(Stored items from a collection)
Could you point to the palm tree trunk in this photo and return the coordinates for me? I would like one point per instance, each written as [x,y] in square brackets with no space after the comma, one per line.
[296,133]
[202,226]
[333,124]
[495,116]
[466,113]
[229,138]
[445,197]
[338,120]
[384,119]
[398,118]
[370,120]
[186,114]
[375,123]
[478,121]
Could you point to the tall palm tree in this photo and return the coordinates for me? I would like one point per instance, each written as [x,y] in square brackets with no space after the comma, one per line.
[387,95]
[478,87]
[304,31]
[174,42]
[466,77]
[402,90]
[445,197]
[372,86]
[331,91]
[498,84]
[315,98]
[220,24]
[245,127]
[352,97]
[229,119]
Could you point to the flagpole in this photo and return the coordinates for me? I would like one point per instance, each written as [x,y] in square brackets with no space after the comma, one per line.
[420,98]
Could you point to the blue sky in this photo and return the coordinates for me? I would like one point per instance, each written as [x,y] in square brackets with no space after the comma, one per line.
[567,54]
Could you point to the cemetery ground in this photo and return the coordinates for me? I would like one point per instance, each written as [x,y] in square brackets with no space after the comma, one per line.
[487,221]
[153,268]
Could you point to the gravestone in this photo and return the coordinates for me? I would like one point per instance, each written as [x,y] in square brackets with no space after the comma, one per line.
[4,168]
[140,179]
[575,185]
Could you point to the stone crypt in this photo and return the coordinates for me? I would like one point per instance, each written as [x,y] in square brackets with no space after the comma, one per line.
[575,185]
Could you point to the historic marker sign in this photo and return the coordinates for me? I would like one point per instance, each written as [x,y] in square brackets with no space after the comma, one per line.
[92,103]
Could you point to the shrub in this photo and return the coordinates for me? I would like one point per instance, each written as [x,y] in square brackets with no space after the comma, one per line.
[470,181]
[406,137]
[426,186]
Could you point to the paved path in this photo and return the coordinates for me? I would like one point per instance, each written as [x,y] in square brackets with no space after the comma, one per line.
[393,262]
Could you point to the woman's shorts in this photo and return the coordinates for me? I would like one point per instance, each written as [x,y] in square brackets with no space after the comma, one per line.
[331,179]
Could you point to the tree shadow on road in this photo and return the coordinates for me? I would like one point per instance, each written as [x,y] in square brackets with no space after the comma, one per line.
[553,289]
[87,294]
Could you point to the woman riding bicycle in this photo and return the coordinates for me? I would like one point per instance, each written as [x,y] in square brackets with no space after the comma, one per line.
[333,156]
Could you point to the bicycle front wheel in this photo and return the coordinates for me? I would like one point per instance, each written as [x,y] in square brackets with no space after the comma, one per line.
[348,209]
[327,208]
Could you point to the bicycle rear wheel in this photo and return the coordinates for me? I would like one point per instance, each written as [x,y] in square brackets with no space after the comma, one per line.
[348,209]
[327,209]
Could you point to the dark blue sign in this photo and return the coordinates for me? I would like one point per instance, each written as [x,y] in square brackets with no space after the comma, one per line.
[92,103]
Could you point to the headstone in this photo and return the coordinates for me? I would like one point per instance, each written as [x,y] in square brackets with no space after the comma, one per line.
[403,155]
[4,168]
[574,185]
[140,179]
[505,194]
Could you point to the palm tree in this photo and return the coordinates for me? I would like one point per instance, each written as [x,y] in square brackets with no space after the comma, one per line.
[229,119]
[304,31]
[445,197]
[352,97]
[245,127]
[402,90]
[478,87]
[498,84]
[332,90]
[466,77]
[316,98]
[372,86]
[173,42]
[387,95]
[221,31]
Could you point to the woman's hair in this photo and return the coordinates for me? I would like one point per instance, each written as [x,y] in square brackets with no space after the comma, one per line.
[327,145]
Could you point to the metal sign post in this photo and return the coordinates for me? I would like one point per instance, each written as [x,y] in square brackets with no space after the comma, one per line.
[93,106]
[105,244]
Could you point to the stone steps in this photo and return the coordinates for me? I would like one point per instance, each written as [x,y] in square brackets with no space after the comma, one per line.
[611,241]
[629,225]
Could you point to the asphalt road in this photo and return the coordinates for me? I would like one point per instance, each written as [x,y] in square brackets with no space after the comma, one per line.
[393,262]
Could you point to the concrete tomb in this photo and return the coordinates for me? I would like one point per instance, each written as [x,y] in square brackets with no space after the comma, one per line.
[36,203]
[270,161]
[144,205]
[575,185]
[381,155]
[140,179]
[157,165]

→ PROBLEM
Write out the listing once more, matching it exactly.

→ SOLUTION
Could you point to the palm tree trunk in this photo and return the coordinates for me? I would like one point per instance, each written as [x,y] in square brackets with no space after the comma, one per line.
[296,133]
[202,226]
[333,124]
[495,116]
[466,113]
[229,138]
[445,197]
[338,120]
[384,119]
[398,118]
[370,120]
[186,114]
[375,123]
[478,121]
Could you point to the tall palm tree in this photo and return the coordinates for me? I would like one point per instance, each written as [x,y] in square brackets with no space after the comma, one per line.
[387,95]
[478,87]
[304,31]
[174,42]
[466,77]
[402,90]
[445,197]
[372,86]
[331,91]
[498,84]
[315,98]
[220,24]
[245,127]
[352,97]
[229,119]
Could you point to the flagpole in this photo and return the coordinates for me? I would like one point per instance, each written as [x,y] in square brackets with no space after the comma, one per line.
[420,98]
Could you point to the blue sky in this photo and return the coordinates for me? I would like one point per instance, each written as [x,y] in square brackets with no space after the comma, one per line.
[567,54]
Could you point to the cemetery ground in this photo and return the coordinates for me? I would like one point per instance, each written as [x,y] in square brackets with no space after the comma, one per line.
[487,221]
[153,268]
Could you point to the gravestone in this photo and return the coordinates for me? I would like one point per instance, each written as [x,y] in square brackets with no space after the comma, one per line.
[4,168]
[140,179]
[575,185]
Could you point to the stone crypt in this photo and return the coordinates for me? I would like one point per instance, each written as [x,y] in square brackets with no space after the comma, one per line.
[575,185]
Could you point to the historic marker sign in this photo and return the coordinates for me? I would like one point per instance, each written as [x,y] in square brackets with no space after the comma, one per line.
[92,103]
Could you point to the shrub in this photo and return the coordinates for me? I would like one point per instance, each written as [x,y] in square brackets with no space after the comma, one per line.
[470,181]
[406,137]
[426,186]
Could you point to the paved path in this photo and return the coordinates for me? I would like one point per instance, each written as [x,y] in square brackets with no space after the comma, one per line.
[393,262]
Could you point to the woman's shorts in this photo and return the coordinates for me? I would like one point per instance, each written as [x,y] in square brackets with no space after the comma, one per line.
[331,179]
Could you point to the tree shadow on road in this photo and return the coordinates for me? I would like one point per instance, each written as [x,y] in square brackets with no space after the comma, one per line.
[553,289]
[87,294]
Could you point to the woman riding bicycle in this photo and return the coordinates for me? I would like one point per instance, each written as [x,y] in square brackets with no space after the comma, one per line.
[333,156]
Could you point to the bicycle front wheel in this photo and return the coordinates for me? I would like one point per instance, each written as [x,y] in square brackets with no space after the comma, one per line.
[348,209]
[327,208]
Could you point to the bicycle rear wheel in this photo and return the coordinates for me? I would like one point per instance, each written as [x,y] in square brackets with no space after the comma, one per line.
[348,209]
[327,209]
Could you point to the dark blue sign in this photo and return the coordinates for me? I would like one point per instance, each written as [x,y] in square brackets with no space after the comma, one per line.
[92,103]
Could you point to the headstone in this photo and return the coordinates for me? I would like one point per instance, each written as [x,y] in square brackets with no space after the comma, one per line.
[403,155]
[4,168]
[574,185]
[140,179]
[505,194]
Could you point to the palm tree in this photo and return the coordinates for me? I would like one point per instance, each written as [x,y] in square brackets with no space after the comma, one per line.
[229,119]
[304,31]
[445,197]
[352,97]
[245,127]
[402,90]
[478,87]
[498,84]
[332,90]
[466,77]
[316,98]
[372,86]
[173,42]
[387,95]
[221,31]
Could you point to the woman's hair in this photo and return the coordinates for me? I would like one point per instance, each written as [x,y] in square brackets with no space after the comma, one per line.
[327,145]
Could you point to the metal sign post in this photo and return the coordinates for me? I would like one point per instance, each written as [x,y] in square brackets with no space after the comma, one per line.
[93,106]
[105,244]
Could you point to the stone steps in this photo and return the coordinates for me? I would like one point per instance, each written as [x,y] in square brackets with no space after the comma, one per line.
[611,241]
[629,225]
Could you point to the asphalt road in this photo and return the coordinates for me? I would like one point per instance, each written as [x,y] in square brackets with no space after the comma, one per line.
[393,262]
Could you point to the concrete tomb in this photo and return the coordinates for me? I would like one point per instance, each written as [x,y] in square brackets with no space after the comma, one per line.
[36,203]
[270,161]
[144,205]
[575,185]
[381,155]
[140,179]
[157,165]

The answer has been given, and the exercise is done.